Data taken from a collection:

++++++++++++++++++++

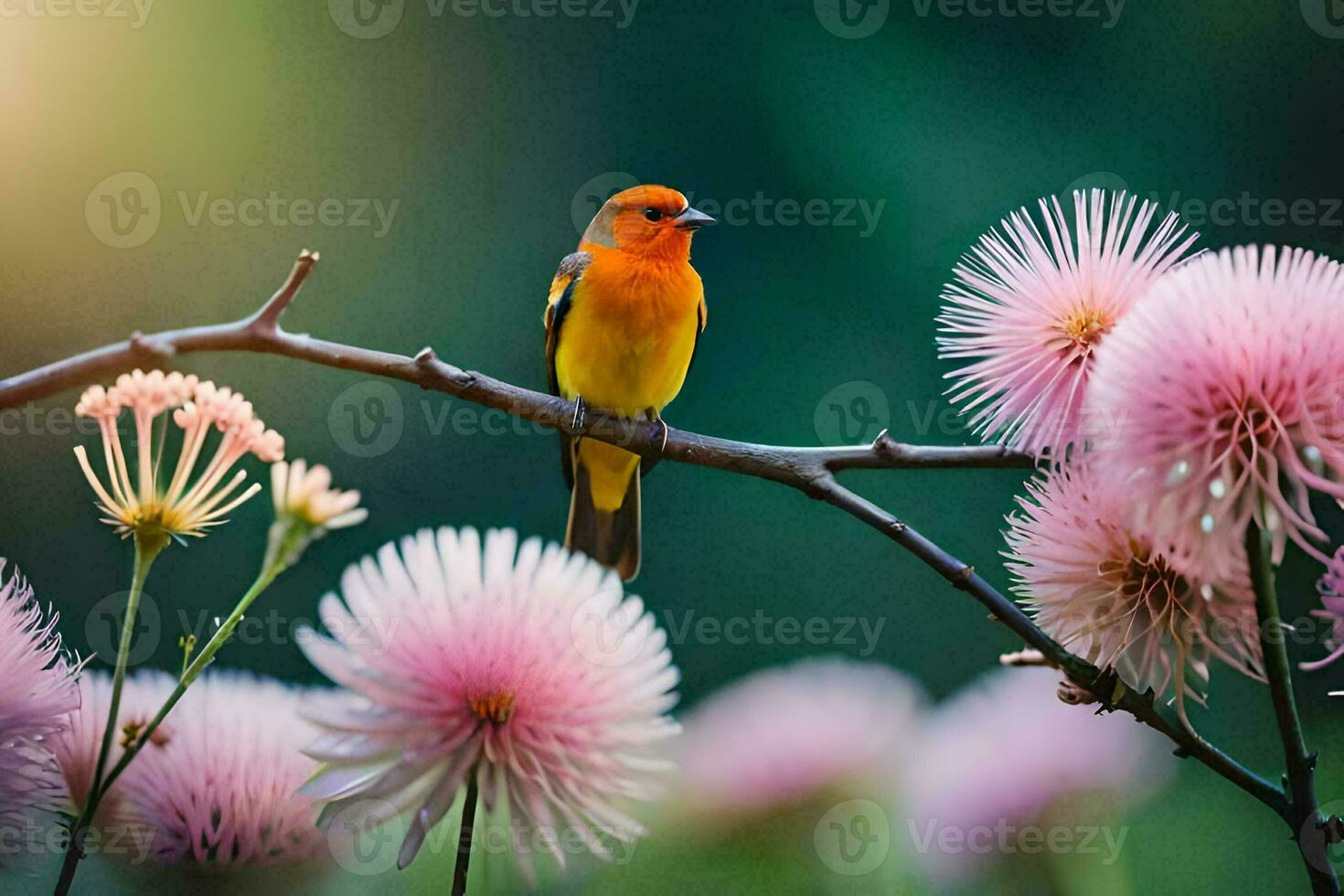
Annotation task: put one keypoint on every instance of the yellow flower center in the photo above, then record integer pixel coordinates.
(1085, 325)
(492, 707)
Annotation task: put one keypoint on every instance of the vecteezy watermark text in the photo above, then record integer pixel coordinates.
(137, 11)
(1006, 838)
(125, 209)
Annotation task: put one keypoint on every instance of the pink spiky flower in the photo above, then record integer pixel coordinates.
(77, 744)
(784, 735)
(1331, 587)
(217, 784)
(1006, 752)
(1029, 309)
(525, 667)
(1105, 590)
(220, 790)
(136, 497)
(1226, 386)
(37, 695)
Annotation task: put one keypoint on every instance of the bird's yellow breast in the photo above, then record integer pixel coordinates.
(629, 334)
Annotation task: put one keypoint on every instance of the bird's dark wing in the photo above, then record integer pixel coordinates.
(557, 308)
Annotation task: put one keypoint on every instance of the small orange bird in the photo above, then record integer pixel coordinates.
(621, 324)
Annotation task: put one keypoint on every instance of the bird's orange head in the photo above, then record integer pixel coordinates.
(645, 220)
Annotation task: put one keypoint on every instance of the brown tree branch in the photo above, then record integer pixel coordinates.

++++++++++++++++++++

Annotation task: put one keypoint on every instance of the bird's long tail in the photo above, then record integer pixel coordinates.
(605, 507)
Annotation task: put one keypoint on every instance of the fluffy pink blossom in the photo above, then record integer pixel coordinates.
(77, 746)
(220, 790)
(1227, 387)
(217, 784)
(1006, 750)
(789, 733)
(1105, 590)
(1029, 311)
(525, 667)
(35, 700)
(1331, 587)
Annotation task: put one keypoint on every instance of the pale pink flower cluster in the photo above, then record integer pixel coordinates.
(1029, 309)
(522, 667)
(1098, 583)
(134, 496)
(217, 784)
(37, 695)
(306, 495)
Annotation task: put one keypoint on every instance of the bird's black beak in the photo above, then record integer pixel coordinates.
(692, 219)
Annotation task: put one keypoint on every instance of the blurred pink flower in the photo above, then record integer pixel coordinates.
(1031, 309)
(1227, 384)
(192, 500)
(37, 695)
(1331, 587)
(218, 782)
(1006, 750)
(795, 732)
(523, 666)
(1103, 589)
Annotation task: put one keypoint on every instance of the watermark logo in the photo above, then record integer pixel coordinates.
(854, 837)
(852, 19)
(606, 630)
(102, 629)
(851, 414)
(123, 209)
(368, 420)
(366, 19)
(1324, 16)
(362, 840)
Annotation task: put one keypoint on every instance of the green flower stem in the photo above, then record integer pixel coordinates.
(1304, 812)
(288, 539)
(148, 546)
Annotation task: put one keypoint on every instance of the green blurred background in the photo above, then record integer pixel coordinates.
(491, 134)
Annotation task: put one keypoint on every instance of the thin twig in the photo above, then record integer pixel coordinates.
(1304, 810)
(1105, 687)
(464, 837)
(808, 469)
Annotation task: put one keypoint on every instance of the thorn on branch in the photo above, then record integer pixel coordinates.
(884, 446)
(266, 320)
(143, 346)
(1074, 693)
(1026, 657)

++++++++++++++++++++

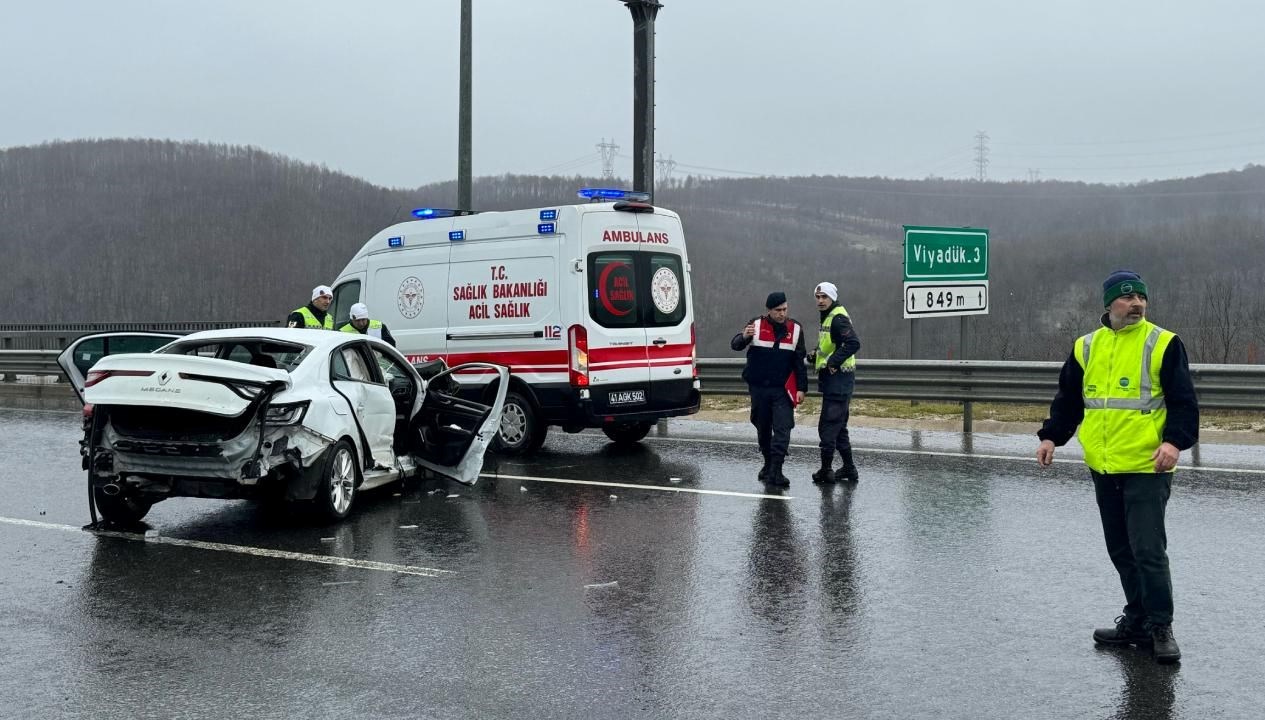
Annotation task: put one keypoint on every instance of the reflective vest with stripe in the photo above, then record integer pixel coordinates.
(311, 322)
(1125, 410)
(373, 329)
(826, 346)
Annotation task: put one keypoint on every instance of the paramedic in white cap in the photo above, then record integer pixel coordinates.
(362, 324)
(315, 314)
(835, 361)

++++++++++++++++++++

◆ **WORK REQUIRED**
Starting with the line containing "Annotation task: put one keypoint on every instance of the small" and going on through the line containing "Annotation task: put one keypoint on every instance of the brown", give that stretch of the listing again with "orange" swapped for "rust-colored" and everything else left as it is.

◆ **RESULT FOR THIS TASK**
Annotation task: put one keypoint on every instance of the small rust-colored bird in the photo above, then record integer pixel coordinates.
(621, 324)
Annotation task: put one keypoint on every instance of the bird's rust-colored head in the photo above, then record integer pixel coordinates.
(645, 220)
Annotation task: put one keypoint on every instance of the brown tree branch in the photo above, then record integer pixel coordinates.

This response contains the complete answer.